Pouvez-vous recopier fidèlement le passage fourni, en commençant par « Les rituels des » et en terminant par « qui signifie cabri. » ?

> [Passage fourni]:
━━━━━━
Les rituels des cerceaux et de la cicatrice débouchent sur le choix d’un prénom spécial à porter par l’enfant Abiku. Ce prénom ne lui est pas attribué au hasard. Ici, intervient le Fâ. « C’est par la consultation de l’oracle que se révèle le prénom de l’enfant », éclaire Richard Plagbéto, qui dit avoir commencé à exercer cette fonction depuis la classe de CM2. A titre illustratif, il mentionne Manlomon, Alaba, Dohou (Idohou en Yoruba), Akpéni, Agbannan, Aïdo, Dénakpo, Dénablè, Délali, Akpéissa…Selon feu professeur Félix Iroko, dans un documentaire sur la question, ces prénoms «donnés sont soit dépréciatifs, soit significatifs pour empêcher les enfants Abiku de mourir ». « Manlomon d’origine yoruba signifie tu es arrivé, ne pars plus », clarifie-t-il, ajoutant qu’en milieu Aïzo, il lui est arrivé de tomber sur le prénom Gbô qui signifie cabri.
━━━━━━
> [Entrées du jeu]:
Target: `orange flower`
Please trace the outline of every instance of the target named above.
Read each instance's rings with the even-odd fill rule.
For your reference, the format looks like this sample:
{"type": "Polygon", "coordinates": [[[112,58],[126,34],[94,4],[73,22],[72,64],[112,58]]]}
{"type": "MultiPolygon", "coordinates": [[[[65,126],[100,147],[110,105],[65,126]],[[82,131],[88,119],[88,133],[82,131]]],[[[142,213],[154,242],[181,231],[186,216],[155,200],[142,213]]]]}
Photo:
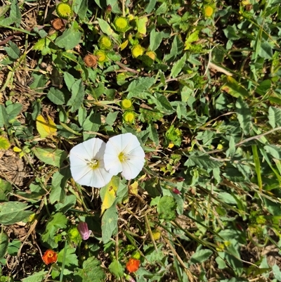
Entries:
{"type": "Polygon", "coordinates": [[[135,272],[140,267],[140,260],[130,257],[129,262],[126,264],[126,268],[129,272],[135,272]]]}
{"type": "Polygon", "coordinates": [[[43,261],[46,264],[55,262],[58,259],[58,254],[53,250],[47,250],[42,257],[43,261]]]}

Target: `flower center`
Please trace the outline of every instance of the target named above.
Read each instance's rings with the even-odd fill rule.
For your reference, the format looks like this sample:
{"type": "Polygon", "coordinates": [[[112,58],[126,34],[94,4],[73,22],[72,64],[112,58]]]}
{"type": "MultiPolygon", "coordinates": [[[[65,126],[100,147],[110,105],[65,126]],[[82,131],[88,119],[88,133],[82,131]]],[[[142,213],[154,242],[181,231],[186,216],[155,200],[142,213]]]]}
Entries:
{"type": "Polygon", "coordinates": [[[99,161],[98,160],[92,159],[88,162],[88,165],[92,169],[96,169],[98,167],[99,161]]]}
{"type": "Polygon", "coordinates": [[[121,162],[126,162],[129,159],[128,156],[125,155],[123,152],[121,152],[118,155],[119,159],[121,162]]]}
{"type": "Polygon", "coordinates": [[[214,8],[211,6],[207,6],[205,8],[205,15],[207,17],[211,17],[214,13],[214,8]]]}

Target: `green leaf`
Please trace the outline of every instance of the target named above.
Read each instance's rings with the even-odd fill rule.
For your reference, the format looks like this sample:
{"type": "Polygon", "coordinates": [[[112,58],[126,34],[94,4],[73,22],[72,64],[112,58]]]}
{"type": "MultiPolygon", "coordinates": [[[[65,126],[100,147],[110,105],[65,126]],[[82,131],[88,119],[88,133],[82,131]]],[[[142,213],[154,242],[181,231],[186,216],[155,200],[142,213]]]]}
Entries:
{"type": "Polygon", "coordinates": [[[272,200],[263,198],[264,205],[272,215],[280,216],[281,204],[273,202],[272,200]]]}
{"type": "Polygon", "coordinates": [[[157,205],[157,212],[160,219],[166,221],[173,220],[176,218],[176,204],[172,197],[164,196],[162,197],[157,205]]]}
{"type": "Polygon", "coordinates": [[[39,39],[33,46],[33,50],[40,51],[43,56],[51,55],[52,53],[55,53],[57,47],[53,41],[57,38],[57,35],[56,33],[54,33],[48,37],[39,39]]]}
{"type": "Polygon", "coordinates": [[[67,154],[64,150],[51,148],[34,147],[32,148],[32,151],[43,162],[57,167],[60,167],[67,156],[67,154]]]}
{"type": "Polygon", "coordinates": [[[275,145],[266,145],[263,147],[264,150],[273,158],[277,160],[281,160],[281,148],[275,145]]]}
{"type": "Polygon", "coordinates": [[[65,186],[66,184],[65,176],[60,172],[56,172],[52,177],[52,188],[50,193],[50,203],[51,205],[56,201],[63,203],[65,200],[65,186]]]}
{"type": "Polygon", "coordinates": [[[196,251],[190,257],[190,263],[192,264],[206,262],[213,254],[211,250],[200,250],[196,251]]]}
{"type": "Polygon", "coordinates": [[[76,196],[70,195],[65,197],[63,203],[58,203],[55,205],[55,210],[59,210],[63,213],[67,212],[68,210],[72,208],[77,201],[76,196]]]}
{"type": "MultiPolygon", "coordinates": [[[[67,72],[65,72],[67,73],[67,72]]],[[[51,87],[47,94],[48,99],[55,105],[65,104],[65,95],[63,92],[55,87],[51,87]]]]}
{"type": "Polygon", "coordinates": [[[118,190],[120,178],[113,177],[110,183],[100,190],[100,196],[102,200],[101,214],[105,210],[109,209],[115,203],[116,199],[116,192],[118,190]]]}
{"type": "Polygon", "coordinates": [[[150,13],[155,7],[156,2],[157,0],[150,0],[148,1],[148,4],[145,8],[145,12],[146,13],[150,13]]]}
{"type": "Polygon", "coordinates": [[[118,222],[118,212],[116,205],[113,205],[106,210],[101,219],[103,242],[106,244],[116,232],[118,222]]]}
{"type": "Polygon", "coordinates": [[[70,112],[73,113],[78,110],[83,103],[85,91],[83,86],[82,79],[77,79],[71,87],[72,96],[67,105],[71,105],[70,112]]]}
{"type": "Polygon", "coordinates": [[[166,115],[171,115],[175,112],[168,99],[159,93],[154,94],[155,97],[151,96],[151,100],[156,105],[156,108],[166,115]]]}
{"type": "Polygon", "coordinates": [[[11,26],[13,23],[18,27],[22,21],[22,15],[20,14],[20,8],[17,0],[12,0],[10,6],[10,15],[8,17],[5,18],[4,20],[0,20],[0,26],[11,26]]]}
{"type": "Polygon", "coordinates": [[[274,278],[277,279],[278,281],[281,281],[281,271],[279,267],[276,264],[275,264],[272,267],[272,270],[274,275],[274,278]]]}
{"type": "Polygon", "coordinates": [[[119,112],[109,113],[105,118],[105,122],[111,127],[114,124],[119,112]]]}
{"type": "Polygon", "coordinates": [[[161,15],[164,14],[167,11],[167,5],[166,2],[163,2],[161,6],[156,10],[155,14],[156,15],[161,15]]]}
{"type": "Polygon", "coordinates": [[[65,72],[63,74],[63,79],[65,80],[65,84],[67,86],[69,91],[71,91],[71,88],[72,85],[75,83],[75,78],[72,75],[70,75],[67,72],[65,72]]]}
{"type": "Polygon", "coordinates": [[[199,37],[198,34],[199,34],[199,30],[196,30],[195,32],[192,32],[191,34],[186,37],[185,42],[185,50],[188,50],[192,46],[191,44],[192,42],[195,42],[198,40],[198,37],[199,37]]]}
{"type": "Polygon", "coordinates": [[[53,248],[58,247],[58,242],[55,241],[55,233],[67,226],[67,219],[62,212],[52,214],[46,224],[44,233],[41,236],[43,242],[46,242],[53,248]]]}
{"type": "Polygon", "coordinates": [[[221,89],[233,97],[246,98],[249,97],[249,92],[240,85],[233,77],[228,76],[223,79],[225,82],[221,89]]]}
{"type": "Polygon", "coordinates": [[[74,272],[74,282],[104,282],[105,274],[100,267],[100,262],[90,257],[83,262],[83,268],[74,272]],[[81,280],[82,279],[82,280],[81,280]]]}
{"type": "Polygon", "coordinates": [[[216,257],[215,261],[218,264],[218,267],[219,269],[223,269],[226,267],[226,262],[221,257],[216,257]]]}
{"type": "Polygon", "coordinates": [[[198,165],[200,167],[205,169],[214,169],[220,167],[223,165],[223,162],[211,160],[209,155],[205,155],[199,152],[192,152],[188,155],[188,160],[185,162],[184,165],[187,167],[193,167],[198,165]]]}
{"type": "Polygon", "coordinates": [[[90,132],[93,133],[84,132],[83,136],[84,140],[93,138],[96,136],[95,133],[98,132],[101,124],[100,114],[94,113],[92,110],[89,116],[86,118],[83,123],[82,127],[84,132],[90,132]]]}
{"type": "Polygon", "coordinates": [[[133,80],[128,86],[128,99],[138,96],[154,84],[154,77],[140,77],[133,80]]]}
{"type": "Polygon", "coordinates": [[[33,74],[32,77],[34,77],[34,81],[30,85],[30,89],[36,89],[37,92],[43,92],[44,88],[48,81],[46,76],[43,75],[33,74]],[[40,88],[41,89],[40,89],[40,88]]]}
{"type": "Polygon", "coordinates": [[[155,30],[150,32],[150,49],[155,51],[160,46],[163,39],[163,32],[157,32],[155,30]]]}
{"type": "Polygon", "coordinates": [[[8,42],[8,44],[10,47],[4,47],[8,56],[13,60],[16,60],[20,58],[20,50],[18,49],[17,44],[11,41],[8,42]]]}
{"type": "Polygon", "coordinates": [[[281,126],[281,109],[279,108],[269,107],[268,123],[273,128],[281,126]]]}
{"type": "Polygon", "coordinates": [[[255,169],[256,177],[258,179],[258,184],[260,189],[262,189],[263,183],[261,179],[261,162],[259,161],[259,155],[258,153],[258,146],[256,145],[251,146],[251,150],[253,152],[254,162],[255,164],[255,169]]]}
{"type": "Polygon", "coordinates": [[[171,52],[169,54],[165,55],[165,60],[174,60],[178,54],[181,53],[183,49],[183,42],[178,35],[175,36],[171,44],[171,52]]]}
{"type": "Polygon", "coordinates": [[[171,70],[171,76],[175,78],[181,72],[186,60],[186,53],[173,65],[171,70]]]}
{"type": "MultiPolygon", "coordinates": [[[[62,250],[58,254],[58,264],[63,264],[64,252],[65,248],[62,249],[62,250]]],[[[76,248],[70,248],[69,245],[66,248],[66,256],[64,262],[65,267],[78,267],[78,258],[77,255],[75,254],[75,252],[76,248]]]]}
{"type": "Polygon", "coordinates": [[[110,36],[117,36],[117,34],[114,32],[114,30],[111,28],[110,25],[104,20],[101,18],[98,18],[98,25],[100,25],[101,31],[105,34],[110,36]]]}
{"type": "Polygon", "coordinates": [[[8,125],[8,115],[4,105],[0,105],[0,127],[8,125]]]}
{"type": "Polygon", "coordinates": [[[145,36],[146,35],[146,23],[148,21],[148,17],[139,18],[137,21],[138,32],[145,36]]]}
{"type": "Polygon", "coordinates": [[[63,34],[55,39],[55,44],[60,48],[71,50],[79,44],[81,36],[81,32],[78,32],[72,27],[65,30],[63,34]]]}
{"type": "Polygon", "coordinates": [[[28,217],[33,212],[25,210],[29,206],[21,202],[5,202],[0,203],[0,224],[14,224],[28,217]]]}
{"type": "Polygon", "coordinates": [[[233,157],[234,154],[235,153],[236,148],[235,148],[235,141],[233,136],[230,136],[229,137],[229,143],[228,143],[228,149],[226,150],[226,157],[233,157]]]}
{"type": "Polygon", "coordinates": [[[27,278],[21,279],[22,282],[41,282],[45,280],[48,271],[41,271],[35,272],[27,278]]]}
{"type": "Polygon", "coordinates": [[[237,120],[244,134],[248,135],[251,129],[251,115],[248,104],[239,97],[235,103],[237,120]]]}
{"type": "Polygon", "coordinates": [[[122,13],[120,8],[119,8],[119,3],[118,0],[106,0],[107,5],[110,5],[112,8],[112,13],[122,13]]]}
{"type": "Polygon", "coordinates": [[[12,191],[10,182],[0,178],[0,202],[8,200],[8,193],[12,191]]]}
{"type": "Polygon", "coordinates": [[[8,250],[8,238],[2,231],[0,233],[0,259],[4,257],[8,250]]]}
{"type": "Polygon", "coordinates": [[[121,278],[124,275],[124,267],[117,259],[113,260],[109,265],[108,269],[115,277],[121,278]]]}
{"type": "Polygon", "coordinates": [[[72,2],[72,10],[79,15],[80,20],[83,20],[88,10],[88,0],[74,0],[72,2]]]}
{"type": "Polygon", "coordinates": [[[7,105],[6,108],[6,112],[8,115],[9,120],[15,118],[22,109],[22,105],[20,103],[15,103],[7,105]]]}
{"type": "Polygon", "coordinates": [[[0,7],[0,18],[4,15],[8,11],[11,5],[4,5],[0,7]]]}
{"type": "Polygon", "coordinates": [[[159,145],[159,137],[157,131],[155,127],[152,126],[151,124],[148,125],[147,131],[149,132],[150,139],[155,143],[155,146],[159,145]]]}

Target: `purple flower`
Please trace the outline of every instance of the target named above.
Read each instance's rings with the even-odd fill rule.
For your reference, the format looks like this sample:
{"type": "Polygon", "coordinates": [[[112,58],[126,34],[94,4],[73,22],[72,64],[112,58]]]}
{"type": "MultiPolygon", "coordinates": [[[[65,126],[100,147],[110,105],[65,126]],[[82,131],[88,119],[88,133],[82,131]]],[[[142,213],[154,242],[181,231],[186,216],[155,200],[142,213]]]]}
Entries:
{"type": "Polygon", "coordinates": [[[83,240],[87,240],[92,233],[91,230],[89,230],[88,224],[84,222],[80,222],[78,224],[77,229],[79,231],[81,237],[82,237],[83,240]]]}
{"type": "Polygon", "coordinates": [[[178,189],[177,189],[176,188],[173,188],[173,192],[175,194],[181,195],[181,192],[178,189]]]}

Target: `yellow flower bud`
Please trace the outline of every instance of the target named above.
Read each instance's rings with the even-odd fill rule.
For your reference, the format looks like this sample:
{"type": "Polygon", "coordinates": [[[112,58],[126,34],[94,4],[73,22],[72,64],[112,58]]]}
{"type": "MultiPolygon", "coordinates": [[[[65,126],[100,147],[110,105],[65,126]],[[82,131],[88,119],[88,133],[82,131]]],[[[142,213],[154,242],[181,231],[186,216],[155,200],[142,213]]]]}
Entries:
{"type": "Polygon", "coordinates": [[[67,3],[60,3],[55,8],[58,15],[62,18],[69,18],[72,12],[71,6],[67,3]]]}
{"type": "Polygon", "coordinates": [[[135,45],[131,49],[131,54],[133,58],[138,58],[139,56],[143,54],[144,48],[143,48],[140,44],[135,45]]]}

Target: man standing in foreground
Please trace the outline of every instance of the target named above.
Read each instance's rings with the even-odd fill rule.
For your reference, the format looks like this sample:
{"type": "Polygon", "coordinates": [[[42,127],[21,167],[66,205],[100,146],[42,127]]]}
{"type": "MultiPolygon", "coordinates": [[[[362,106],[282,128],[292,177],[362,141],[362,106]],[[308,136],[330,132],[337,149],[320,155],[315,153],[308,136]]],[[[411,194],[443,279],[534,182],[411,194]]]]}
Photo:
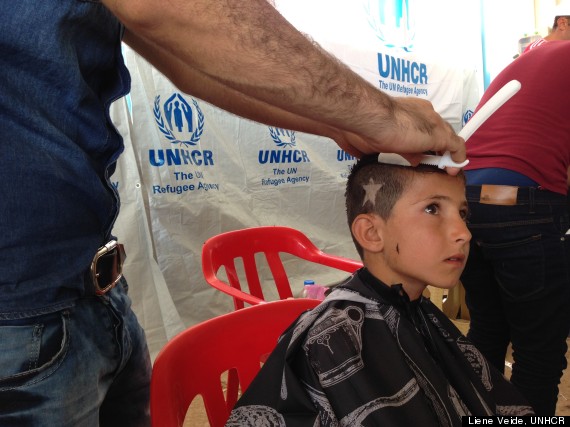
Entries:
{"type": "Polygon", "coordinates": [[[109,105],[130,86],[123,36],[180,90],[246,118],[331,137],[355,155],[434,149],[465,158],[463,140],[429,102],[383,94],[265,0],[6,4],[3,427],[149,424],[146,340],[111,236],[119,201],[109,177],[123,143],[109,105]]]}
{"type": "Polygon", "coordinates": [[[570,328],[569,69],[568,41],[514,60],[478,108],[510,80],[520,91],[467,143],[467,336],[501,371],[512,344],[511,381],[537,415],[554,415],[570,328]]]}

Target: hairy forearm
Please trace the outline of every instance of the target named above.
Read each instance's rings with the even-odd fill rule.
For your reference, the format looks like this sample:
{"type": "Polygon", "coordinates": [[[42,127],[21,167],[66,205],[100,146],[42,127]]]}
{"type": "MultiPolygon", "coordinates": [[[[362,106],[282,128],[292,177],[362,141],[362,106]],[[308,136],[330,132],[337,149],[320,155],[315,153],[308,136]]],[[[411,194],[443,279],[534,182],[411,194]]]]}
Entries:
{"type": "MultiPolygon", "coordinates": [[[[265,0],[172,0],[158,10],[133,3],[114,10],[127,28],[221,85],[347,131],[389,126],[391,98],[316,49],[265,0]]],[[[185,92],[197,90],[191,76],[163,72],[185,92]]]]}
{"type": "Polygon", "coordinates": [[[449,150],[465,159],[463,141],[430,102],[381,92],[266,0],[102,1],[127,28],[126,40],[183,92],[264,123],[332,130],[352,153],[449,150]],[[297,126],[283,124],[293,118],[297,126]]]}

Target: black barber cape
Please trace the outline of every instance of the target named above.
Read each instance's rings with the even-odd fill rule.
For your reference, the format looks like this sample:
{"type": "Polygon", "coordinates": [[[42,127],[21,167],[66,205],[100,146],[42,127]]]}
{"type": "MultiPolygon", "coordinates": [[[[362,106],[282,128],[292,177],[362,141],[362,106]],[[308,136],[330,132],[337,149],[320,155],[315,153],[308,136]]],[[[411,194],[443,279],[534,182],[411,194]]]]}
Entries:
{"type": "Polygon", "coordinates": [[[282,335],[226,424],[460,426],[532,415],[505,377],[428,299],[366,269],[282,335]]]}

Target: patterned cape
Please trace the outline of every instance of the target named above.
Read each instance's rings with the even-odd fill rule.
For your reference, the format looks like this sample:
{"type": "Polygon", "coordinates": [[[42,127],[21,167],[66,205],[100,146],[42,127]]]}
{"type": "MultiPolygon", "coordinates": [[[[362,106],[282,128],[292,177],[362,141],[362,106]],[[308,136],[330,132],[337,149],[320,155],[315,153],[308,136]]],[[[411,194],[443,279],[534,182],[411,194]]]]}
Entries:
{"type": "Polygon", "coordinates": [[[428,299],[356,272],[281,336],[227,427],[460,426],[532,415],[428,299]]]}

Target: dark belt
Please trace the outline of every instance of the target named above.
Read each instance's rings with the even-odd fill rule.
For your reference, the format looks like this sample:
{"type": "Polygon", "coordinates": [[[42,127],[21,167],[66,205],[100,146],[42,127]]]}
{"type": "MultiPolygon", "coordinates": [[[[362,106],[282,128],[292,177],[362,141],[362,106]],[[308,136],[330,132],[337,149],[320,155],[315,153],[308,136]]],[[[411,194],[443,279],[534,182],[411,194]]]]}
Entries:
{"type": "Polygon", "coordinates": [[[101,246],[91,262],[91,280],[97,295],[104,295],[123,277],[126,254],[122,244],[111,240],[101,246]]]}

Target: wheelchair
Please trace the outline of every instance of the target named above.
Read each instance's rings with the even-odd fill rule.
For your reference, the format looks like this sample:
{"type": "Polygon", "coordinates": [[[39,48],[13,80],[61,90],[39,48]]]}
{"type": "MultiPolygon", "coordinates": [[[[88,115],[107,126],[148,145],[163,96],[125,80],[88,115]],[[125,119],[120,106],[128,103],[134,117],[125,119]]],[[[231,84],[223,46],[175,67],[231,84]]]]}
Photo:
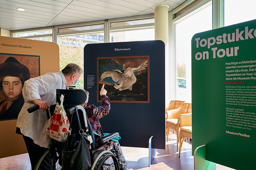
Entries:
━━━━━━
> [Corrigé]:
Les rituels des cerceaux et de la cicatrice débouchent sur le choix d’un prénom spécial à porter par l’enfant Abiku. Ce prénom ne lui est pas attribué au hasard. Ici, intervient le Fâ. « C’est par la consultation de l’oracle que se révèle le prénom de l’enfant », éclaire Richard Plagbéto, qui dit avoir commencé à exercer cette fonction depuis la classe de CM2. A titre illustratif, il mentionne Manlomon, Alaba, Dohou (Idohou en Yoruba), Akpéni, Agbannan, Aïdo, Dénakpo, Dénablè, Délali, Akpéissa…Selon feu professeur Félix Iroko, dans un documentaire sur la question, ces prénoms «donnés sont soit dépréciatifs, soit significatifs pour empêcher les enfants Abiku de mourir ». « Manlomon d’origine yoruba signifie tu es arrivé, ne pars plus », clarifie-t-il, ajoutant qu’en milieu Aïzo, il lui est arrivé de tomber sur le prénom Gbô qui signifie cabri.